Urgent investment needed to ‘save Canada’s research system’

Group of leading universities warn lack of funding risks causing a ‘debilitating brain drain’

August 4, 2023
Source: iStock

The Canadian government must make major investments to stop the “hollowing out” of the country’s research ecosystem, a group of leading universities has warned.

U15 Canada, a collective of research-intensive institutions, has put forward a series of “bold” recommendations to combat growing global challenges ahead of the Trudeau administration revealing its latest budget.

In a submission to the House of Commons Standing Committee on Finance’s pre-budget consultations, the group warned that stagnating funding and mounting international competition were leaving Canada behind.

“U15 Canada’s submission points to a hollowing out of Canada’s research ecosystem and warns that without ambitious action, Canada risks a debilitating brain drain,” it said.

“As peer countries make significant new investments in science and research, Canada must keep pace in the global race for talented individuals who advance knowledge and contribute across all sectors to help make a better future.”

Meanwhile, the report said global challenges – including extreme weather events and digital transformations such as AI – were increasing the pressure to innovate across all sectors in Canada.

--- Given exercise A ---
Rewrite the part of the article on Canada's research funding that opens with the words containing "Group of leading" and closes with "universities has warned.", putting "top universities" in place of "leading universities".
--- Given exercise B ---
According to the article on Canada's research funding, which committee received U15 Canada's submission?
--- Given exercise C ---
Carry the article on Canada's research funding forward from its final sentence.

--- Data block ---
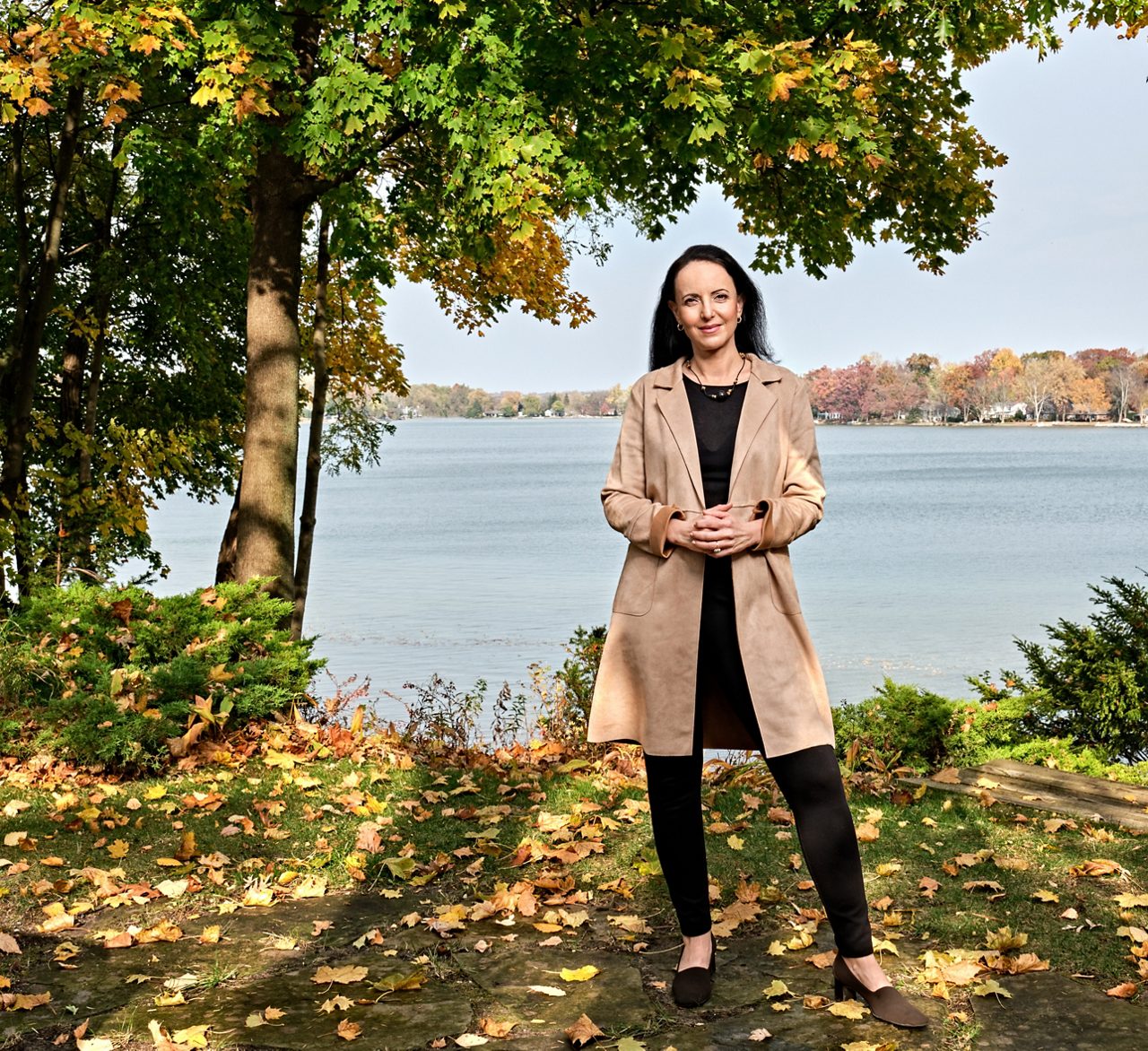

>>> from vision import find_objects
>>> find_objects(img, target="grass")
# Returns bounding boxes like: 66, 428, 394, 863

--- Exercise output A ---
Group of top universities warn lack of funding risks causing a ‘debilitating brain drain’

August 4, 2023
Source: iStock

The Canadian government must make major investments to stop the “hollowing out” of the country’s research ecosystem, a group of top universities has warned.

--- Exercise output B ---
The House of Commons Standing Committee on Finance.

--- Exercise output C ---
“At the same time, certain foreign actors have increasingly sought to undermine Canada’s institutions including our open research ecosystem,” it read.

To achieve one of its two key aims of developing and retaining highly qualified talent, the submission includes a call to deliver an annual 10 per cent increase for five years to the core budgets of the federal granting councils.

It also recommends a 50 per cent increase in the value of graduate scholarships and the creation of 750 additional Canada Research Chairs.

And to bolster economic growth, the organisation said, it wants to see an expansion of the Canada First Research Excellence Fund, the establishment of a C$75 million (£44 million) fund for private sector partnerships to commercialise research ideas, and the creation of a dedicated C$200 million fund for sensitive research.

Chad Gaffield, chief executive of U15 Canada, said the “bold measures” reflected the urgent need for an ambitious agenda for research in Canada.

“The talent differential produced by Canada’s research-intensive universities will be essential to tackling many of the pressing economic and social challenges facing the country,” he said.

“Now is the time to deliver a major investment which allows us to keep that desperately needed talent and innovation here in Canada.”

U15 highlighted statistics showing that Canada now ranks 26th in the Organisation for Economic Cooperation and Development for the proportion of those with graduate-level education, that recent figures revealed a national shortage of highly educated job seekers, and that the number of researchers per 1,000 has plummeted.

“These and other indicators emphasize that Canada must immediately renew its commitment to a robust research and innovation ecosystem to underpin the pursuit of a prosperous, just and resilient society in the rapidly changing and turbulent 21st century,” it said.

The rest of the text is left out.